Segment Start: Recorded data

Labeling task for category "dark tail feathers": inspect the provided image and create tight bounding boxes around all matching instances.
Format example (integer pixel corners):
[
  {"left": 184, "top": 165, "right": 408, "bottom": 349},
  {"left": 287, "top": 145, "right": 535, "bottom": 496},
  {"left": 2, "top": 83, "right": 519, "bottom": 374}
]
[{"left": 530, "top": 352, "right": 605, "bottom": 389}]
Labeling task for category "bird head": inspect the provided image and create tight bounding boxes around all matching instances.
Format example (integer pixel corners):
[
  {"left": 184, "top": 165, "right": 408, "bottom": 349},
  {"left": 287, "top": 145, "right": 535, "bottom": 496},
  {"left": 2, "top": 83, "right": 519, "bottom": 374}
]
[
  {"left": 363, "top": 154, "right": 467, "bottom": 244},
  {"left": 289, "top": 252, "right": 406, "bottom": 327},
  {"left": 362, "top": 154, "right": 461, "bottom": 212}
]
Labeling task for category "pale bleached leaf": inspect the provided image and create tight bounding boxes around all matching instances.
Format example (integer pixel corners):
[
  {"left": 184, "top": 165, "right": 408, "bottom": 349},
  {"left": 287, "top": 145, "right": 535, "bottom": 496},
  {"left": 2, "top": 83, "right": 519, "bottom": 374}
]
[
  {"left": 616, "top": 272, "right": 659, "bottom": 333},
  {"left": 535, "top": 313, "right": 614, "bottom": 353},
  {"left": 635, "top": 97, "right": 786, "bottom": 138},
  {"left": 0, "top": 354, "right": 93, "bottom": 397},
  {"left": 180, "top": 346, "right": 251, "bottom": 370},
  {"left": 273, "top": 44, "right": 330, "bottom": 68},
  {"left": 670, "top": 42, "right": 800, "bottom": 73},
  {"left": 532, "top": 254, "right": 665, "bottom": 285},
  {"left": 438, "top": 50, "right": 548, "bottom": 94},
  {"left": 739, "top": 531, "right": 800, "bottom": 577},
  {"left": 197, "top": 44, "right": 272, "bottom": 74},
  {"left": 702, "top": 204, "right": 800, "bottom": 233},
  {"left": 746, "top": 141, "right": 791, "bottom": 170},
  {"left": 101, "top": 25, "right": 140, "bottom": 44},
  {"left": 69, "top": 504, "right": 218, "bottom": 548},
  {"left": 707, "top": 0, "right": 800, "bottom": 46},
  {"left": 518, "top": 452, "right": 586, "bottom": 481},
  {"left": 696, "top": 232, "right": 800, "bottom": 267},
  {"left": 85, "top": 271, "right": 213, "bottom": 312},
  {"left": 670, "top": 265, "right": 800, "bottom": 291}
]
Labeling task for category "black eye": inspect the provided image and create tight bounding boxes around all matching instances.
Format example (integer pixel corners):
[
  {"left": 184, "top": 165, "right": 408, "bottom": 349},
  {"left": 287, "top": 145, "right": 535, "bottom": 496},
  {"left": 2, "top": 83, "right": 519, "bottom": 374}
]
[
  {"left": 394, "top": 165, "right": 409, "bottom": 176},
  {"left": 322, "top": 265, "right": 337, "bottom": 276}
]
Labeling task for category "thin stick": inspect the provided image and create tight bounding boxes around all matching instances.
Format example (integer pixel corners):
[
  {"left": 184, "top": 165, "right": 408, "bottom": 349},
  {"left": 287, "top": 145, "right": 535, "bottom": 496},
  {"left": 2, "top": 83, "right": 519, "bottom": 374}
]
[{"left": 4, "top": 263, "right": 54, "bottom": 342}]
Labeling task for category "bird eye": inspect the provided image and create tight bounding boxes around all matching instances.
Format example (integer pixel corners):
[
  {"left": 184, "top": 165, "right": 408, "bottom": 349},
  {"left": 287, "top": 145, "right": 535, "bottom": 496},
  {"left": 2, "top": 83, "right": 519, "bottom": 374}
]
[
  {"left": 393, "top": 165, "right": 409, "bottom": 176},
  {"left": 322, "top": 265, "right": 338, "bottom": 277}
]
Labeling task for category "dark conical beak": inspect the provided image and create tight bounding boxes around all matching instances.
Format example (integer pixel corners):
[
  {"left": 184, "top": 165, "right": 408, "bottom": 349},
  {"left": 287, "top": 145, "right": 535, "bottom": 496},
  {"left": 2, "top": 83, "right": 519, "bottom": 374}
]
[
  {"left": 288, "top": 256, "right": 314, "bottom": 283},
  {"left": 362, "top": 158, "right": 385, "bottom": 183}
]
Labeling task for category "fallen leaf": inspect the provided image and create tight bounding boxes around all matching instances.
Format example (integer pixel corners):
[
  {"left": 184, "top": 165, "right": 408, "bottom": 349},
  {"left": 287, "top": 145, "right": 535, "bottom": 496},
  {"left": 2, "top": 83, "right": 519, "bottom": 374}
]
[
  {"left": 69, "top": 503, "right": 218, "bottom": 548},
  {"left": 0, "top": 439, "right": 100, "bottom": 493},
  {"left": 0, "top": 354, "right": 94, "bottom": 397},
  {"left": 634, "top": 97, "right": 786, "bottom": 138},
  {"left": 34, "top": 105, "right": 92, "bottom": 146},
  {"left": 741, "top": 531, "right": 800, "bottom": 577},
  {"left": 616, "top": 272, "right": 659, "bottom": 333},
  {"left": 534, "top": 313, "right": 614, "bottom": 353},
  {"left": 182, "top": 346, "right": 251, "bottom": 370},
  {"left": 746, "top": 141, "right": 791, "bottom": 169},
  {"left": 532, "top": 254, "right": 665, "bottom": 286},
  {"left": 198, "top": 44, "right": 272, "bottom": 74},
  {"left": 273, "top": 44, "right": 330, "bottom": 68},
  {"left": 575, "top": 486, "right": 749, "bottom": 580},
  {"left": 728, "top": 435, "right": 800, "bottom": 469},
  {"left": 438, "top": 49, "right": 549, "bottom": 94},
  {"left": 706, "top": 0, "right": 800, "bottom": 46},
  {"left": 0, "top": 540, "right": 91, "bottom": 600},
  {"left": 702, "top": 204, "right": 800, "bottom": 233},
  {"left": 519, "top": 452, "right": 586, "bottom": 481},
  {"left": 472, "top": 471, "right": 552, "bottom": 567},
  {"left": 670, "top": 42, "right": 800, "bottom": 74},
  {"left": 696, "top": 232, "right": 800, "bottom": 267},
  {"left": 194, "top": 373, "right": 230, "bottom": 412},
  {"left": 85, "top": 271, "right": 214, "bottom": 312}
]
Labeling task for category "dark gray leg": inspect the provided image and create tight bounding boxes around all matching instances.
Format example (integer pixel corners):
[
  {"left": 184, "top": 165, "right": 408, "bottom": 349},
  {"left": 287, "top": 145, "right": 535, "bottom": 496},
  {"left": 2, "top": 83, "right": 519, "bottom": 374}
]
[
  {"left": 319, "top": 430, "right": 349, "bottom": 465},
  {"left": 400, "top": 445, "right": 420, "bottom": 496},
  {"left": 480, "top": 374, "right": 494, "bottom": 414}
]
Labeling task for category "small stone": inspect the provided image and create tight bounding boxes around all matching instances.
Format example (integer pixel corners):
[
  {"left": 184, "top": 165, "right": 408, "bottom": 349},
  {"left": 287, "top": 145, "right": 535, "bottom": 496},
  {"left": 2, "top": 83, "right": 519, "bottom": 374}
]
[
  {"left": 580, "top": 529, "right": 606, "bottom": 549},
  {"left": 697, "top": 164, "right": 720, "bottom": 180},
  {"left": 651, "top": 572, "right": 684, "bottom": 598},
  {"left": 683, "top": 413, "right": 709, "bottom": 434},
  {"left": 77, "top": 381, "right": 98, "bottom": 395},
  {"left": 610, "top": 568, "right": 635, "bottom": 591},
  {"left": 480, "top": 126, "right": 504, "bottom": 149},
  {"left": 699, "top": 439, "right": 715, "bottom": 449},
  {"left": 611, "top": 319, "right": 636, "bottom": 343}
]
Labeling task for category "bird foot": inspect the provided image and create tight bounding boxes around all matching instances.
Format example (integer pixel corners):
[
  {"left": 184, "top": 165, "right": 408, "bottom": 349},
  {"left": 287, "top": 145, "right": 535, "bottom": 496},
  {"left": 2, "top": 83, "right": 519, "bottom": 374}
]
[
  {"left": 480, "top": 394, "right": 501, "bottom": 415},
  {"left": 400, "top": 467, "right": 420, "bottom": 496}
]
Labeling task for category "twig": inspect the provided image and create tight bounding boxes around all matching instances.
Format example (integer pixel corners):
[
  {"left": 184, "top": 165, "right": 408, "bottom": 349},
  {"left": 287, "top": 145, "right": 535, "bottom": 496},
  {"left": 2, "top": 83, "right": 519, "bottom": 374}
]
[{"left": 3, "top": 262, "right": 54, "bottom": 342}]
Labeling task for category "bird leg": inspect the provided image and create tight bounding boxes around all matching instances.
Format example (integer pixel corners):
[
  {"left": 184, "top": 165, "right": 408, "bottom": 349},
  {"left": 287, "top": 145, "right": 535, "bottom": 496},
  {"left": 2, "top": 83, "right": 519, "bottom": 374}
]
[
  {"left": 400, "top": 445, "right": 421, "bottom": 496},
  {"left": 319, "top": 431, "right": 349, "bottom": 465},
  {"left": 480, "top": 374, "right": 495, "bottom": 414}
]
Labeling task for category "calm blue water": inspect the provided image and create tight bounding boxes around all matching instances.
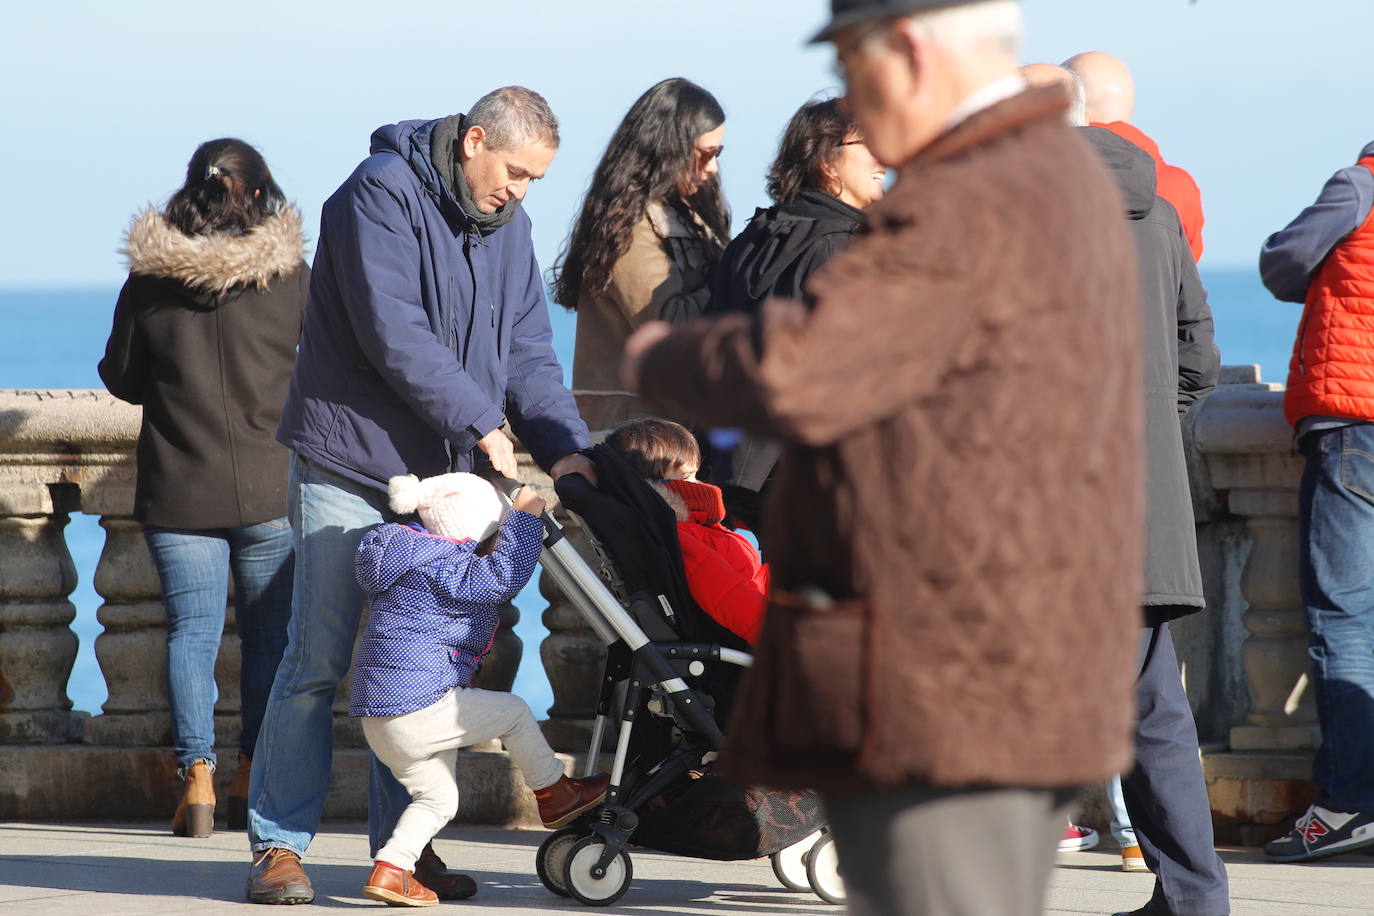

Segment End: Recorded data

**Activity:** Which lines in the records above contain the word "leaf"? Copy each one.

**Answer to the problem:**
Labeling task for category "pale bleached leaf": inspect the provided image and create tight bounding boxes around all matching instances.
Labeling task for category "fallen leaf": inspect the provided image and create tight bounding boxes around all matching instances.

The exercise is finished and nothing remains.